#### [Données]
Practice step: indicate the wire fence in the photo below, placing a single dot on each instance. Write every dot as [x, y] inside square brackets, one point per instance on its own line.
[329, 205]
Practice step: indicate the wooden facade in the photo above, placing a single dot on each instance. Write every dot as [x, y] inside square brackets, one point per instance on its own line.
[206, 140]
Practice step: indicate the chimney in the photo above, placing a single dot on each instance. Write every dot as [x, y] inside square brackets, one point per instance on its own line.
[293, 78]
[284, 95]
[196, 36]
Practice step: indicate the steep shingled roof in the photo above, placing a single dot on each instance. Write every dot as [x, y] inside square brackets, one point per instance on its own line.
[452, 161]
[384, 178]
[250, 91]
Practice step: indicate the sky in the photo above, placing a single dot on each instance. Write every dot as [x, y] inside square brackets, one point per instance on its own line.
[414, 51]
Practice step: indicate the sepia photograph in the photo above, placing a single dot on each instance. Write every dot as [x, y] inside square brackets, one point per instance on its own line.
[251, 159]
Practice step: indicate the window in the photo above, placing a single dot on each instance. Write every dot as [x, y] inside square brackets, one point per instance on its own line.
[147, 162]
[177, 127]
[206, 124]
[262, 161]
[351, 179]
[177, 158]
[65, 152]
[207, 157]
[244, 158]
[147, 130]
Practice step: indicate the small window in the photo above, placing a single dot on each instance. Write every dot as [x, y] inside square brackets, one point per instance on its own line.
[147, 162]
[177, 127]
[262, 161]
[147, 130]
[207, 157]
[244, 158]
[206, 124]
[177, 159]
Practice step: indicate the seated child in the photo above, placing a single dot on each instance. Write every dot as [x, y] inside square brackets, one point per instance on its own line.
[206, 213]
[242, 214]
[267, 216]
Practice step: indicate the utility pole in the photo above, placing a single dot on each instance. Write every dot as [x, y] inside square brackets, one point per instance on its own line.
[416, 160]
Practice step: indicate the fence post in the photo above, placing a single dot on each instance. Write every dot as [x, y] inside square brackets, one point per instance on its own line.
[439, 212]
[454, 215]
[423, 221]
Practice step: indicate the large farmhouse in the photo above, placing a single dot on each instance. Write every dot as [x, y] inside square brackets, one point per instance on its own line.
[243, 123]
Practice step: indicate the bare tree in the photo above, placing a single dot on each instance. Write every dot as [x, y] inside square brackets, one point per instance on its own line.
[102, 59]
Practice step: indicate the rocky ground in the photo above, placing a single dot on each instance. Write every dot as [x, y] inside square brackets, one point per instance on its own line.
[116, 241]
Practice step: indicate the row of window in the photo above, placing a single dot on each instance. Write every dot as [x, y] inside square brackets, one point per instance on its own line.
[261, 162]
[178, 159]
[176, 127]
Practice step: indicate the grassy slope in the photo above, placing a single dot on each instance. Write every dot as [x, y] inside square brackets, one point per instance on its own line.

#### [Consigne]
Convertissez l'ensemble des données ci-dessus en une liste numérotée, en omettant les lignes vides.

#### [Solution]
1. Practice step: indicate the wire fence in the photo below, placing a single dot on each instance. Write every dot as [x, y] inside square brackets, one point per instance on its own line.
2. [329, 205]
3. Practice step: indicate the wooden facade in the photo above, placing a single dot on each instance. Write every dot as [x, y] inside square brackets, one point per instance on its own line.
4. [206, 140]
5. Practice step: indicate the chimney in the photo above, placing a single dot on each instance. Write every dot as [x, y] inside square brackets, one point per instance on its own line.
6. [293, 78]
7. [284, 95]
8. [196, 36]
9. Practice step: indicate the steep shingled roof in the photo above, placing a single dot on each instance. Write every dot as [x, y] inside square brackets, one point per instance on its own line.
10. [452, 161]
11. [384, 178]
12. [250, 91]
13. Practice step: indicate the sky in the photo above, placing a single dot on each instance. Write every dot as [x, y] inside square brackets, one point per instance on its own line.
14. [414, 51]
15. Practice step: indicate the sepia photograph in the photo above, placing a single dot on each instance. Write every dot as [x, y] inside square brackets, one point per instance on its own line.
16. [251, 159]
17. Practice step: indicate the window in the photo above, placing a single dot on each instance. Write every dot as [x, y] inside square brackets, one point per instance on its own line.
18. [147, 162]
19. [177, 127]
20. [206, 124]
21. [262, 161]
22. [351, 179]
23. [177, 158]
24. [65, 152]
25. [207, 157]
26. [244, 158]
27. [147, 130]
28. Practice step: indicate the small window in the photo above, placing a single dot on each instance. Write every dot as [x, y] inside square brackets, one point per instance on its own line.
29. [147, 162]
30. [177, 127]
31. [262, 161]
32. [147, 130]
33. [207, 157]
34. [244, 158]
35. [206, 124]
36. [177, 159]
37. Practice step: indicate the seated child in the photo above, placing a single dot on each instance. Write every dot as [x, y] inside square brackets, one point per instance on its own line.
38. [206, 213]
39. [242, 214]
40. [267, 216]
41. Practice step: indicate the utility pole in the photo above, placing a single dot on each instance. Write every dot as [x, y] inside square brackets, one point per instance on its own line.
42. [416, 160]
43. Practice step: indicate the fence post in the photo above, placing a single dot on each instance. Write every dot as [x, y] inside square brackets, one point per instance on its own line.
44. [439, 212]
45. [454, 215]
46. [423, 221]
47. Practice step: indicate the large farmhouse in the photo above, placing a single dot on each instance. Write every dot as [x, y] inside square brackets, one point per instance on its own line.
48. [243, 123]
49. Practice step: indicate the bare tree in the photo above, placing a single dot on each instance. Write every dot as [x, y] inside square brackets, one point per instance on its own line.
50. [102, 59]
51. Practice step: indicate the rocky ground in the photo above, placing a single dot on each instance. Write every dot as [x, y] inside square brackets, one point per instance on its own line.
52. [116, 241]
53. Practice step: indicate the row of window in the photo above, placing a single dot on each instance. Write every dot as [x, y] inside square brackets, one point per instance on its own line.
54. [261, 162]
55. [178, 159]
56. [176, 127]
57. Practice step: indicate the grassy slope in the photo above, placing a single dot on each instance. Write every dot as [x, y] inside square brackets, one point per instance on its own line.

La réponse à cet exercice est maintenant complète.